== Problem to solve ==
Copy out the rows below word for word, and leave the pictures out of your copy.

◇ ◇ ◇ ◇ ◇ ◇ ◇

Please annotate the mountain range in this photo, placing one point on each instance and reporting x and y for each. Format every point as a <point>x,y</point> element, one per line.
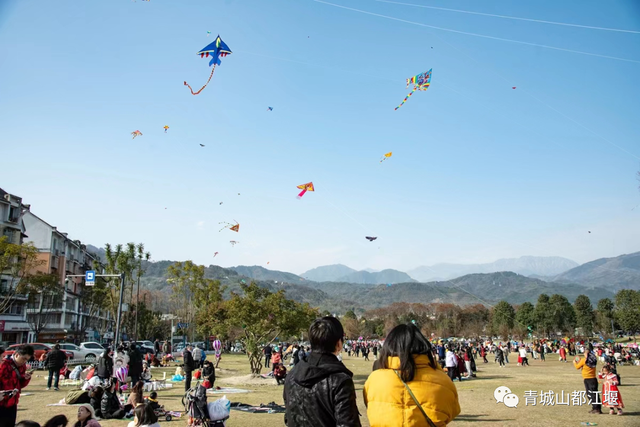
<point>366,290</point>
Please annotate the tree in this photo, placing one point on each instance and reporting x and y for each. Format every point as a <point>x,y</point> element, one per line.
<point>585,317</point>
<point>128,261</point>
<point>18,265</point>
<point>92,300</point>
<point>526,318</point>
<point>44,297</point>
<point>502,318</point>
<point>202,295</point>
<point>542,314</point>
<point>562,314</point>
<point>605,315</point>
<point>627,311</point>
<point>264,316</point>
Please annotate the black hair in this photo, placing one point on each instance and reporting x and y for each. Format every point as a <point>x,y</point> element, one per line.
<point>145,415</point>
<point>405,341</point>
<point>324,334</point>
<point>58,420</point>
<point>25,350</point>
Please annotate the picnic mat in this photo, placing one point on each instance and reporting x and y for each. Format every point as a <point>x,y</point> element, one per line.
<point>269,408</point>
<point>227,390</point>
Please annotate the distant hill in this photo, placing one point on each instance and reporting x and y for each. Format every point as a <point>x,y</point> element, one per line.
<point>328,273</point>
<point>260,273</point>
<point>376,278</point>
<point>526,265</point>
<point>471,289</point>
<point>621,272</point>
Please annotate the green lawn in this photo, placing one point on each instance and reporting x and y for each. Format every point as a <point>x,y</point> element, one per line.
<point>476,396</point>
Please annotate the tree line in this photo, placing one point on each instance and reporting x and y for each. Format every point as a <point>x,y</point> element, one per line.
<point>551,315</point>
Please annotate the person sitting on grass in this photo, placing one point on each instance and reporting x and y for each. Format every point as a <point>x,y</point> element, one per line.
<point>135,398</point>
<point>86,417</point>
<point>57,421</point>
<point>144,416</point>
<point>152,401</point>
<point>110,405</point>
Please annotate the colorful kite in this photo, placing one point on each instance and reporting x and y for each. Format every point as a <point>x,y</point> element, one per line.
<point>386,156</point>
<point>218,49</point>
<point>419,82</point>
<point>305,187</point>
<point>230,226</point>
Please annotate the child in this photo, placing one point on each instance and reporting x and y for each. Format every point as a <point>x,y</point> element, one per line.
<point>209,372</point>
<point>279,373</point>
<point>611,397</point>
<point>152,401</point>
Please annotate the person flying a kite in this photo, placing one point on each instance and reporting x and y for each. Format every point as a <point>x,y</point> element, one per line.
<point>419,82</point>
<point>233,227</point>
<point>305,187</point>
<point>218,49</point>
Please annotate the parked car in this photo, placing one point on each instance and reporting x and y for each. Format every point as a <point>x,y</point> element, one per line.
<point>93,349</point>
<point>39,350</point>
<point>78,353</point>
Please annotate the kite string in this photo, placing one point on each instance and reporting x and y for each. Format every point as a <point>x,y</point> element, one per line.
<point>476,34</point>
<point>205,85</point>
<point>495,72</point>
<point>511,17</point>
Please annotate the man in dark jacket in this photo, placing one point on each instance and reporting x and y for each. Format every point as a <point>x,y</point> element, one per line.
<point>189,365</point>
<point>54,362</point>
<point>319,391</point>
<point>135,364</point>
<point>105,365</point>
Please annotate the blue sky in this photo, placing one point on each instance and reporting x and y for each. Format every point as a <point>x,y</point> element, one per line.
<point>479,172</point>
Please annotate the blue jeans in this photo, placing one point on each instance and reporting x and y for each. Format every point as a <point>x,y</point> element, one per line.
<point>53,373</point>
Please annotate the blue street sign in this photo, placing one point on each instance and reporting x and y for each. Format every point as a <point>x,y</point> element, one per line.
<point>90,277</point>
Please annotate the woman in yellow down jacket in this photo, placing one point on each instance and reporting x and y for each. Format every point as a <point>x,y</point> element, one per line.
<point>406,367</point>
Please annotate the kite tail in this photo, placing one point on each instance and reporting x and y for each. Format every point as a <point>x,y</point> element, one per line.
<point>205,85</point>
<point>407,97</point>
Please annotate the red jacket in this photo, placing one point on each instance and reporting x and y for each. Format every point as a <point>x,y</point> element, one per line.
<point>12,377</point>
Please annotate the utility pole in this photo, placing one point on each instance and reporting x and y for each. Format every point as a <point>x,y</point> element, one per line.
<point>116,338</point>
<point>137,307</point>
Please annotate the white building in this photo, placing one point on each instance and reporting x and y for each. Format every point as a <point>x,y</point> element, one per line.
<point>13,325</point>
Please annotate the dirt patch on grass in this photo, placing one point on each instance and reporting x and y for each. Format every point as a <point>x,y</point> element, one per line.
<point>247,380</point>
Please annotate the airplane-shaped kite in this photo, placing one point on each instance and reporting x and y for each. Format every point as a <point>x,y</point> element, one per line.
<point>217,49</point>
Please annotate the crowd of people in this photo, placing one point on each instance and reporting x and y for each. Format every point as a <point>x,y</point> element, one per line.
<point>412,378</point>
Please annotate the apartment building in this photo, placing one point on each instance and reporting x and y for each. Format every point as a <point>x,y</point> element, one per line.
<point>65,315</point>
<point>13,322</point>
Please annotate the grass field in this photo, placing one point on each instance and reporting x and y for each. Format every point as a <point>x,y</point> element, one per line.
<point>476,396</point>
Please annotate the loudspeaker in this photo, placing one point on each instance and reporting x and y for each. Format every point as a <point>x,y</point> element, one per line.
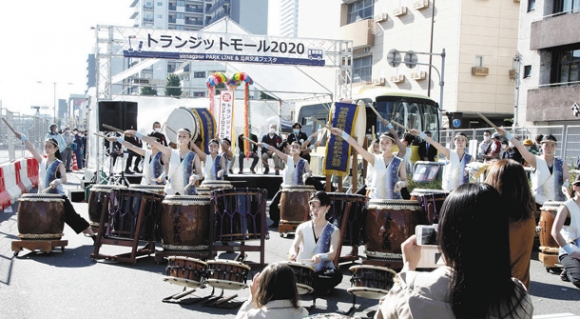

◇ ◇ ◇ ◇ ◇ ◇ ◇

== Exercise solution ==
Please annotate the mountain range in this photo, placing one point on each instance and reporting x and y for each. Format every point as a <point>x,y</point> element, one per line.
<point>366,290</point>
Please annotate the tree in this photo, placing one point on each instance and reporting x and y for each. Format every point as a <point>x,y</point> element, one per line.
<point>585,317</point>
<point>128,261</point>
<point>18,265</point>
<point>92,300</point>
<point>526,318</point>
<point>44,297</point>
<point>502,318</point>
<point>202,295</point>
<point>542,314</point>
<point>562,314</point>
<point>605,315</point>
<point>627,311</point>
<point>264,316</point>
Please annotate the black hair in this photo, placing one point on each instance and reporting x and y for each. Format every point as a <point>x,y</point> element, one per line.
<point>145,415</point>
<point>405,341</point>
<point>324,334</point>
<point>58,420</point>
<point>25,350</point>
Please annotate the picnic mat in this photo, placing one point on each instance and reporting x and y for each. Format every point as a <point>x,y</point> element, one per line.
<point>269,408</point>
<point>227,390</point>
Please annotate the distant hill in this photo, placing one point on each instance and reporting x and y for each. Format every point as a <point>x,y</point> element, one per line.
<point>328,273</point>
<point>260,273</point>
<point>376,278</point>
<point>526,265</point>
<point>471,289</point>
<point>621,272</point>
Please annotate the green lawn in this photo, placing one point on each instance and reporting x and y for each. Format every point as a <point>x,y</point> element, one per line.
<point>476,396</point>
Please annotate the tree line in this photo, placing one point on each instance and reporting x and y for each. Format every point as a <point>x,y</point> element, one per line.
<point>551,315</point>
Please annotate the person sitting on grass in this photo, placing one point on each instance and reporting x and y for each. Format every point as a <point>x,y</point> element, one per line.
<point>135,398</point>
<point>86,417</point>
<point>57,421</point>
<point>144,416</point>
<point>152,401</point>
<point>110,405</point>
Please annotate the colorful kite in this photo, placing one point on each instance and reporting x and y for each. Format every point as a <point>x,y</point> element, one per line.
<point>386,156</point>
<point>218,49</point>
<point>419,82</point>
<point>305,187</point>
<point>230,226</point>
Please annotate the child in this photo, placing one point on each instance and reporting x and y for each. Format every point as a <point>x,y</point> element, one per line.
<point>209,372</point>
<point>279,373</point>
<point>611,397</point>
<point>152,401</point>
Please annotate the person flying a kite in this photo, placing one point on each instance and reporting x and y for each. Format every point as a <point>x,y</point> element, one per line.
<point>419,82</point>
<point>233,227</point>
<point>305,187</point>
<point>218,49</point>
Please annotate the parked car in this photo, placing one point on each instance and reporting x and y for each. Format every point as a <point>x,y</point> element, one per line.
<point>93,349</point>
<point>39,350</point>
<point>78,353</point>
Please annotate the kite string in this photo, placing one point on each instance and reporting x and y for each. Format every point as a <point>x,y</point> element, one per line.
<point>476,34</point>
<point>205,85</point>
<point>495,72</point>
<point>511,17</point>
Please annotate the man in dark jacket in this photo, placing one point on each instance and reporting x and y for each. Format every point as a <point>x,y</point> element, one per line.
<point>189,365</point>
<point>54,362</point>
<point>319,391</point>
<point>135,364</point>
<point>105,365</point>
Please annotate the blue sky in this photo, placing one point on each instance and reporting x and y for each. Format every point as a <point>x,y</point> element, one per line.
<point>479,172</point>
Please annotate the blue jeans in this photo, placing one point on each instance and reporting x and y for each. Format every point as a <point>x,y</point> element, one per line.
<point>53,373</point>
Please annotate the blue street sign in this photo, placing one point on each instance and reporting x and y for each. Format every point as a <point>x,y</point> element, one per line.
<point>90,277</point>
Please annotate the woman in yellow down jacket in this photo, placing one point on each instance and reporting x and y for each. Format every point as a <point>x,y</point> element, one per line.
<point>406,367</point>
Please annotate the kite tail in this photo, placing one point on each instance and reporting x and y for each. Format every point as a <point>x,y</point> element, one per line.
<point>205,85</point>
<point>407,97</point>
Please annotate the red jacket in this photo, placing one point on each instance and reporting x and y for each. Format every point as a <point>x,y</point> element, one per line.
<point>12,377</point>
Please annotate the utility pole in this photo, placing one point on each instance and reporting x and y for each. Format every point as a <point>x,y</point> element, one per line.
<point>116,338</point>
<point>137,307</point>
Please annotate the white building in this photo, placing one point on each instance and reporting x and y for each. Format every point as a <point>x,y</point> element, one per line.
<point>13,325</point>
Please annotate the dirt patch on grass in this photo, placing one point on each instance and reporting x and y for each. Format every point as a <point>x,y</point> element, one per line.
<point>247,380</point>
Please annotate the airplane-shaped kite in this photo, placing one point on each instance and reporting x and y for each. Format every point as a <point>x,y</point> element, one per line.
<point>217,49</point>
Please annotate the crowd of people in this photo, placing one point on each instance and reporting x and y for each. Format every point as a <point>x,y</point> element, one per line.
<point>412,378</point>
Please annotate the apartment building in this photo, placing one point on each instance and reporting x and y for each. Format every point as a <point>x,y</point> element, one per line.
<point>65,315</point>
<point>13,322</point>
Please annotate the grass field in this photo, placing one point on each instance and reporting x and y for each. Format every point as a <point>x,y</point> element, one per line.
<point>476,396</point>
Please annotate the loudspeaker in this photo, placing one point on each instance and reporting x and y for each. Format every point as a <point>x,y</point> element, one per line.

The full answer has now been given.